__Task instructions__
Using the data beneath this instruction, retype only the lines from the one that contains "locate the glass pane in the photo above" down to the one that contains "locate the stone baluster in the photo above", both included, exactly as they appear.

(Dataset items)
********

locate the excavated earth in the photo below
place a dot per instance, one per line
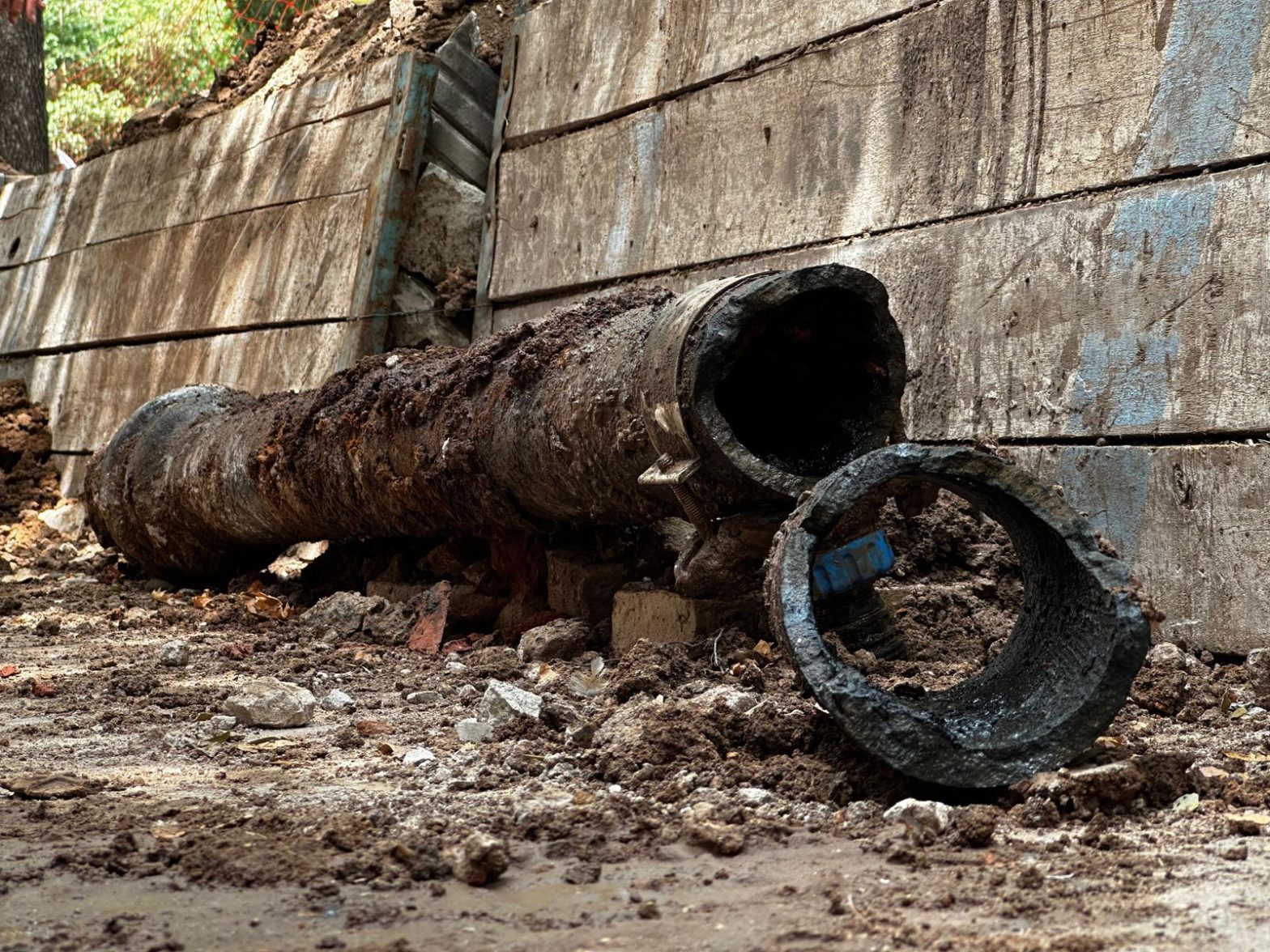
(673, 797)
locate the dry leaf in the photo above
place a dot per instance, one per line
(1259, 819)
(370, 728)
(259, 602)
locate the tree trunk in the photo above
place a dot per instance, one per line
(23, 116)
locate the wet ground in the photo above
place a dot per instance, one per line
(675, 797)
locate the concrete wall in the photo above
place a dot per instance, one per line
(1066, 201)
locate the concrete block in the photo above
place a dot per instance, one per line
(581, 587)
(666, 617)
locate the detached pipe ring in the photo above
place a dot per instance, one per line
(1080, 637)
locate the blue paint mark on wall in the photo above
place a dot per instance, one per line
(633, 212)
(1165, 225)
(1110, 485)
(1131, 371)
(1209, 60)
(1123, 379)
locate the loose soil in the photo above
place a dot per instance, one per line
(333, 38)
(682, 796)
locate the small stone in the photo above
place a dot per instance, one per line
(174, 654)
(473, 731)
(69, 518)
(1166, 655)
(342, 614)
(480, 860)
(582, 873)
(337, 699)
(1187, 804)
(974, 825)
(217, 726)
(920, 815)
(718, 838)
(1234, 851)
(418, 755)
(49, 786)
(564, 637)
(753, 796)
(268, 702)
(735, 699)
(47, 628)
(288, 565)
(505, 702)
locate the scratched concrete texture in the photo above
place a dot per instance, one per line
(1067, 202)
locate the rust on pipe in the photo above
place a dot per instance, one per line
(616, 410)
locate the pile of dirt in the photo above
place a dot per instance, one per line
(27, 478)
(675, 787)
(333, 38)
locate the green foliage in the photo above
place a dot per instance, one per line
(82, 114)
(107, 58)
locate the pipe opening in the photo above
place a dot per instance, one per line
(1042, 697)
(798, 373)
(945, 608)
(802, 389)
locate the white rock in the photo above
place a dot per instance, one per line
(473, 731)
(337, 699)
(268, 702)
(505, 702)
(217, 726)
(418, 755)
(174, 654)
(753, 796)
(288, 565)
(563, 637)
(69, 518)
(1166, 655)
(737, 699)
(920, 815)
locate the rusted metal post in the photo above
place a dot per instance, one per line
(1080, 637)
(742, 390)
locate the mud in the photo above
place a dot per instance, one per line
(688, 795)
(28, 480)
(954, 593)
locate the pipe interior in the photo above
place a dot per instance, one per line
(1055, 658)
(803, 381)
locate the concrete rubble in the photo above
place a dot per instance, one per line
(268, 702)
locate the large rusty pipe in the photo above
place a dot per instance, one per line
(615, 410)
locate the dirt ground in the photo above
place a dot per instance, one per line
(675, 797)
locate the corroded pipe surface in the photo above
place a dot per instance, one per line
(744, 389)
(1080, 637)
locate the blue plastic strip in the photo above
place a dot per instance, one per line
(855, 563)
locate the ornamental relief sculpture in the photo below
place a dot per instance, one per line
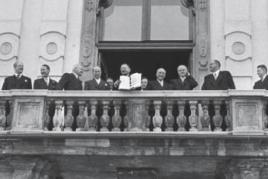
(9, 44)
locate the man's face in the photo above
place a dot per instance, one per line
(125, 70)
(110, 82)
(18, 68)
(78, 70)
(44, 71)
(182, 71)
(213, 67)
(97, 73)
(160, 74)
(261, 72)
(144, 83)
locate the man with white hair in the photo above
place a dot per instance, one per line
(185, 80)
(159, 83)
(96, 83)
(18, 80)
(71, 81)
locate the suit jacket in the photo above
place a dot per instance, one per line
(261, 84)
(41, 84)
(69, 81)
(12, 82)
(223, 82)
(155, 85)
(93, 85)
(188, 84)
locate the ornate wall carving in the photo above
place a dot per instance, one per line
(52, 46)
(9, 44)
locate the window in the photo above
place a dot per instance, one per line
(147, 34)
(139, 20)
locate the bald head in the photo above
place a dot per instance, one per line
(77, 69)
(18, 67)
(97, 72)
(125, 69)
(182, 71)
(160, 74)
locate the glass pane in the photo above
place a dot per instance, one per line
(122, 21)
(169, 20)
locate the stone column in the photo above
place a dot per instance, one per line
(244, 169)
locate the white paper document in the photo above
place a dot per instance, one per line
(130, 82)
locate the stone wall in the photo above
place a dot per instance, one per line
(239, 37)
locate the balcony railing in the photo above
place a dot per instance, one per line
(230, 112)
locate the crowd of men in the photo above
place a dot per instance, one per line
(216, 80)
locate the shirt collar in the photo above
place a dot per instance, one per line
(161, 82)
(264, 76)
(98, 80)
(76, 76)
(18, 75)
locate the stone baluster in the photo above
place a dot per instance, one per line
(58, 120)
(157, 119)
(244, 169)
(93, 119)
(82, 116)
(148, 116)
(181, 118)
(116, 119)
(126, 119)
(104, 119)
(10, 114)
(205, 118)
(69, 119)
(217, 118)
(47, 117)
(2, 115)
(228, 118)
(169, 119)
(193, 118)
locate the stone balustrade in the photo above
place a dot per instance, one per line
(231, 112)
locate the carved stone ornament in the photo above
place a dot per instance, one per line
(52, 46)
(9, 44)
(6, 48)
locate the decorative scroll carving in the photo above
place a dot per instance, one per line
(238, 46)
(52, 46)
(9, 44)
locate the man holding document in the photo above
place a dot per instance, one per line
(127, 81)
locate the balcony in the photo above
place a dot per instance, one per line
(134, 112)
(168, 134)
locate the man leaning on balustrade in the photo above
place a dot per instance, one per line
(159, 83)
(45, 82)
(18, 80)
(96, 83)
(71, 81)
(185, 81)
(218, 80)
(263, 82)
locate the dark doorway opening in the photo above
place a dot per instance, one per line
(145, 62)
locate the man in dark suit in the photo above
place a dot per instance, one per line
(45, 82)
(17, 81)
(218, 80)
(71, 81)
(159, 83)
(185, 80)
(96, 83)
(125, 71)
(263, 82)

********

__Output for this exercise__
locate the glass pane in the photo above
place a dot per instance, one per line
(122, 21)
(169, 20)
locate the stone column in the photo above
place a dot per instance, one per line
(244, 169)
locate the white paper document in the photo above
place a dot per instance, one per line
(130, 82)
locate the stone wall in the photo above
place a dot per instance, one per line
(239, 37)
locate the balcony railing in the photo above
place a dot per instance, one per line
(230, 112)
locate the crowd of men in the photo above
place a dot per instance, one per line
(216, 80)
locate the shirt collar in the photo above
place a dot per instance, one per line
(161, 82)
(264, 76)
(98, 80)
(76, 76)
(18, 75)
locate the stone baluster in the photo above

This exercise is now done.